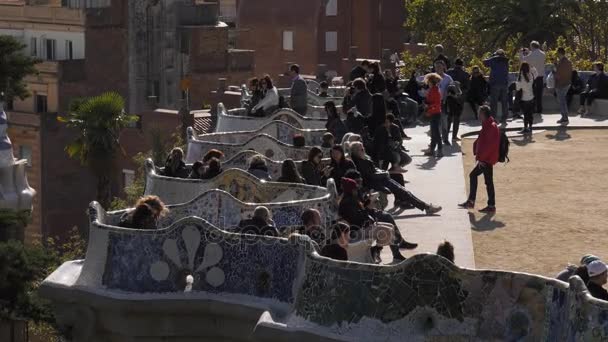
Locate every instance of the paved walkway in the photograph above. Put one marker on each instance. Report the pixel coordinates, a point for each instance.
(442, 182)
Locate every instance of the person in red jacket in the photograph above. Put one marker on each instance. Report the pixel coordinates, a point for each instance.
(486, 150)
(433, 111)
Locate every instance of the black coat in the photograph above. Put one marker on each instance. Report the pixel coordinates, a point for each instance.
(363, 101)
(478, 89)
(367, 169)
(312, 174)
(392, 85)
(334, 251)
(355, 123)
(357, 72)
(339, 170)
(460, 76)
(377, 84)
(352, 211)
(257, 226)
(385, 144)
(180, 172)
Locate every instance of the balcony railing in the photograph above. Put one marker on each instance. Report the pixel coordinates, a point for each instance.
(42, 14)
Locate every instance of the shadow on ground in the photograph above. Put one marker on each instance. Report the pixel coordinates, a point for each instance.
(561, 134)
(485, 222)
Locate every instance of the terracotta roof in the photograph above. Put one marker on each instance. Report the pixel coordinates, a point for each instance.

==

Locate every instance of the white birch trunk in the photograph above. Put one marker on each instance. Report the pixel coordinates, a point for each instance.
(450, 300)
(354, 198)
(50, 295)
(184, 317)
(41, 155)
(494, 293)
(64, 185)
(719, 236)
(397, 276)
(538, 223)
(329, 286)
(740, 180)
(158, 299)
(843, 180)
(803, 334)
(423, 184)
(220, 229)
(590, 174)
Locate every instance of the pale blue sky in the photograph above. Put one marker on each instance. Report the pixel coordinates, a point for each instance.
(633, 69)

Task prompt |
Please pull out every line of the entries above that contains the word "black", copying each line in full.

Output for this task |
Locate every instance of the black coat in the photograph above. Put one marker on each instance. Report the pixel coordinates, a point for each instance.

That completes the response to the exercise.